→ Your goal:
Retype only the stretch of lines that starts with the line containing "Mark the retaining" and ends with the last line of the records, both included, exactly.

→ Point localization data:
::::::::::
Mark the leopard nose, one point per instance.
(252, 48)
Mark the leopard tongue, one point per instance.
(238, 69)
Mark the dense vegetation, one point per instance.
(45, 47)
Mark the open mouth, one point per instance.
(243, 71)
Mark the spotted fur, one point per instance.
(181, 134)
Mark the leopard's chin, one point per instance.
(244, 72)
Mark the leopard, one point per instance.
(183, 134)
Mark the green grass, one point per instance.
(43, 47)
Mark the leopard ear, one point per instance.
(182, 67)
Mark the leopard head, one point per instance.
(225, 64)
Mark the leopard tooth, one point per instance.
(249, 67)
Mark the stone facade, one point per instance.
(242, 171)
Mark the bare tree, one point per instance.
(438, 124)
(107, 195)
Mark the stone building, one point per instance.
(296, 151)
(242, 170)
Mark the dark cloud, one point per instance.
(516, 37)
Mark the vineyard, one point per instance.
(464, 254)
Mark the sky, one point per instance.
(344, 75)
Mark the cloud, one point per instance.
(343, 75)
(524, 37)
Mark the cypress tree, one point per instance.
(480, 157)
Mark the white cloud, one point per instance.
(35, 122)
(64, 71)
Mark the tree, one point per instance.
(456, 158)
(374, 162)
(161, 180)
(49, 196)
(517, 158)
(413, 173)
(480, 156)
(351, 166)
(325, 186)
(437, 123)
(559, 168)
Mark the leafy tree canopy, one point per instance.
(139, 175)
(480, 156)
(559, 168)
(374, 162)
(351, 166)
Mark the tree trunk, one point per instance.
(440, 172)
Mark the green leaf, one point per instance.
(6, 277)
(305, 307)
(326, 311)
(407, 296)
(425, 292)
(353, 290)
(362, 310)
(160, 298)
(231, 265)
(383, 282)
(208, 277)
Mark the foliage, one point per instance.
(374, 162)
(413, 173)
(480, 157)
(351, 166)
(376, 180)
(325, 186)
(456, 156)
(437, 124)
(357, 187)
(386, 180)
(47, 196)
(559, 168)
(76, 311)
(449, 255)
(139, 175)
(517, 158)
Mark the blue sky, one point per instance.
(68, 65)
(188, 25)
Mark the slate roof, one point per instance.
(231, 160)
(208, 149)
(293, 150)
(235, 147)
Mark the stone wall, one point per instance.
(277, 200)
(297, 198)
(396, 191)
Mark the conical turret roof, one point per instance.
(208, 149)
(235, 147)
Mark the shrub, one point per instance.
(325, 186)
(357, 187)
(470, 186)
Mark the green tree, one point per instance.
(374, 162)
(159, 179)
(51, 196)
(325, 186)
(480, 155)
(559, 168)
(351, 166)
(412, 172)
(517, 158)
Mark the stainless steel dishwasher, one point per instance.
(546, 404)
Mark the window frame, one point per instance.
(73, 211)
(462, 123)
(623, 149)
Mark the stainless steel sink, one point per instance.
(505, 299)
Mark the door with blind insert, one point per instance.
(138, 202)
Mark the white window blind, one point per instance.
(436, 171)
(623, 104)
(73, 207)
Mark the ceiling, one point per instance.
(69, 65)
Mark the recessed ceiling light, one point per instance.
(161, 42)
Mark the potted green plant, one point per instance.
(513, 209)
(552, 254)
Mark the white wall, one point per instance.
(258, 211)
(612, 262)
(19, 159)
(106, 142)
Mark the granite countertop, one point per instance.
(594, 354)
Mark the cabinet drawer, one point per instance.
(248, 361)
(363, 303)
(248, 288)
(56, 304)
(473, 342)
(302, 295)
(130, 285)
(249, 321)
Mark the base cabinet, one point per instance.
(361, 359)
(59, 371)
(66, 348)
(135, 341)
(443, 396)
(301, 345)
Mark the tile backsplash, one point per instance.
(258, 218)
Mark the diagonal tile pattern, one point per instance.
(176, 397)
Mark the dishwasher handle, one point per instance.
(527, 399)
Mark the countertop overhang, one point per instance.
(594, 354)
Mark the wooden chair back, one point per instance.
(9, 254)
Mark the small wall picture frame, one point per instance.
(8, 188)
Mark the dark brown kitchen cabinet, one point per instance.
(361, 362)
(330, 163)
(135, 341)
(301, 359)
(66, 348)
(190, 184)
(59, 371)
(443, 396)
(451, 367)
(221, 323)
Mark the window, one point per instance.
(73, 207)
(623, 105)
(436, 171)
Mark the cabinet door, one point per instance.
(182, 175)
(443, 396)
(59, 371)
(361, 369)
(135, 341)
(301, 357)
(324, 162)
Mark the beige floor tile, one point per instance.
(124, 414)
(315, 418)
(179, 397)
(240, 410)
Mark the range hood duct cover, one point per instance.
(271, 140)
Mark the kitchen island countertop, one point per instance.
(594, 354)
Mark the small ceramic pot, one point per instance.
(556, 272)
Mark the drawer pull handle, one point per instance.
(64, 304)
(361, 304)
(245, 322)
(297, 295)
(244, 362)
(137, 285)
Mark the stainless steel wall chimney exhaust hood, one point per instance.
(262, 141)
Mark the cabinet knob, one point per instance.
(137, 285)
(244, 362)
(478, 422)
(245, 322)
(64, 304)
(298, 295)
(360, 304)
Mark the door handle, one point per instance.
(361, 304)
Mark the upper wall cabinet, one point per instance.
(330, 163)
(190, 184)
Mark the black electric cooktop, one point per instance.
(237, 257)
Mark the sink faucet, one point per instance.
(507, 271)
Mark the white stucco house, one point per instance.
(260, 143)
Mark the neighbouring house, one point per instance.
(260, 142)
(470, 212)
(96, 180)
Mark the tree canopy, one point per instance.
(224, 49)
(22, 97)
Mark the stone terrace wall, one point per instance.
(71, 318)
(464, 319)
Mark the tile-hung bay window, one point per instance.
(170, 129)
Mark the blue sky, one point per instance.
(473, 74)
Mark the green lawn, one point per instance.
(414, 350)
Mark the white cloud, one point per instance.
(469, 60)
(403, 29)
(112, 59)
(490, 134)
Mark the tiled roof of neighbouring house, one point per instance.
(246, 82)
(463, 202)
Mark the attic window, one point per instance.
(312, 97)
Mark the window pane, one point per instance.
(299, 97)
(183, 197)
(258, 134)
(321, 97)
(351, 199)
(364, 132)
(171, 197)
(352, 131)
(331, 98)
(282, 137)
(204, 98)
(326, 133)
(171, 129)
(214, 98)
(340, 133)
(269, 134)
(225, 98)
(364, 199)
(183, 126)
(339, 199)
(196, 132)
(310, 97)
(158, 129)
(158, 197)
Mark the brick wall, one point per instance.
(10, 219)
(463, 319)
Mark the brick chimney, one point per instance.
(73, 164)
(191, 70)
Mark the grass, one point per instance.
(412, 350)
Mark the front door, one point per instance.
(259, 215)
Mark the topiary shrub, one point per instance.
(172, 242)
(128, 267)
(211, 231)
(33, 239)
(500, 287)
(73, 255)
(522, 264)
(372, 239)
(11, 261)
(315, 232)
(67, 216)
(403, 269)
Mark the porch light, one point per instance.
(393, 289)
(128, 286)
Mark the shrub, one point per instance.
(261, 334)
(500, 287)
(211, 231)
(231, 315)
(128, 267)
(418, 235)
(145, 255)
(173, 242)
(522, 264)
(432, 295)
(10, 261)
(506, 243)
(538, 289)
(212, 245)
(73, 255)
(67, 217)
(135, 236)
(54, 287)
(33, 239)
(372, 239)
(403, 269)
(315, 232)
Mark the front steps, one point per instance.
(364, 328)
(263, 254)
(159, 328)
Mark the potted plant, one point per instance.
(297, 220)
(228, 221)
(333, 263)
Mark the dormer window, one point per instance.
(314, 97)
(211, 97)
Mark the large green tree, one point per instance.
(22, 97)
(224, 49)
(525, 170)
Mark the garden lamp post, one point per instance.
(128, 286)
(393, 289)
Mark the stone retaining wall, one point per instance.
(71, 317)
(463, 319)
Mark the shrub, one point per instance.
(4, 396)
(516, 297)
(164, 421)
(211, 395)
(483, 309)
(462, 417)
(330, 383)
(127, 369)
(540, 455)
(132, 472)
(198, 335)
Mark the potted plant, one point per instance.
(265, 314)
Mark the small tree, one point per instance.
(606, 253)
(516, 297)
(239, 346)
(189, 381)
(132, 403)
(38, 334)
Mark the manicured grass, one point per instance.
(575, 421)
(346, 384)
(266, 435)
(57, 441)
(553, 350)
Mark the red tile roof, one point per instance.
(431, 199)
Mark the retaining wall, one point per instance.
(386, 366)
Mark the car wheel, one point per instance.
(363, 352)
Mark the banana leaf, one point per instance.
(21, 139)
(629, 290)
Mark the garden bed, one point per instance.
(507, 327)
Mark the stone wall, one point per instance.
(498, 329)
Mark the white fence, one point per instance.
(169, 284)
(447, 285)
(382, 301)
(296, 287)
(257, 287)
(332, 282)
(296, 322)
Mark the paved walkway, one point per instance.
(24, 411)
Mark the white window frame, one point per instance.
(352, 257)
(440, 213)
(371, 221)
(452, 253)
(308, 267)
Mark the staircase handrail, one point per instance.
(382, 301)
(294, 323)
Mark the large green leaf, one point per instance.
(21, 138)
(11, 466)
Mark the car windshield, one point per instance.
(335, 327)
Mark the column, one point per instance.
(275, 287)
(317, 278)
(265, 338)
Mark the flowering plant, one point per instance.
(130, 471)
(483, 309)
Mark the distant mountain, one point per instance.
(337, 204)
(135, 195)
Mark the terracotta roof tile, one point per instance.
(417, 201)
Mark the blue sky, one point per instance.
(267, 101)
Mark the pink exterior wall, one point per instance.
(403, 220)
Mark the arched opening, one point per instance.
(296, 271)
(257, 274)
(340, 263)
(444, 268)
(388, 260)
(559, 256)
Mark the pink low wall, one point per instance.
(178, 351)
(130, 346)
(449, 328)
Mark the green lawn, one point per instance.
::::::::::
→ Task answer:
Mark the retaining wall, one point per instance.
(386, 366)
Mark the car wheel, one point per instance.
(363, 352)
Mark the banana leaf, one point per instance.
(21, 139)
(629, 290)
Mark the garden bed, one point per instance.
(507, 327)
Mark the stone wall, one point per instance.
(498, 329)
Mark the white fence, one point per instance.
(169, 284)
(447, 285)
(382, 301)
(296, 287)
(257, 287)
(332, 282)
(296, 322)
Mark the paved walkway, one point per instance.
(24, 411)
Mark the white window frame, one point per instance.
(352, 257)
(440, 213)
(371, 221)
(452, 253)
(308, 267)
Mark the staircase handrail, one point per instance.
(382, 301)
(294, 323)
Mark the large green leaf, one point per instance.
(21, 138)
(11, 466)
Mark the car windshield, one point per instance.
(335, 327)
Mark the column, one point per instance.
(275, 287)
(317, 278)
(265, 338)
Mark the flowering plant, one point per instance.
(130, 471)
(483, 309)
Mark the distant mountain, one point per instance.
(337, 204)
(135, 195)
Mark the terracotta roof tile, one point per instance.
(417, 201)
Mark the blue sky, one point per instance.
(267, 101)
Mark the pink exterior wall, one point per instance.
(403, 220)
Mark the arched opening, one point per instance.
(296, 271)
(257, 274)
(340, 263)
(444, 268)
(388, 260)
(559, 256)
Mark the pink low wall, one point per instance.
(178, 351)
(130, 346)
(449, 328)
Mark the green lawn, one point per instance.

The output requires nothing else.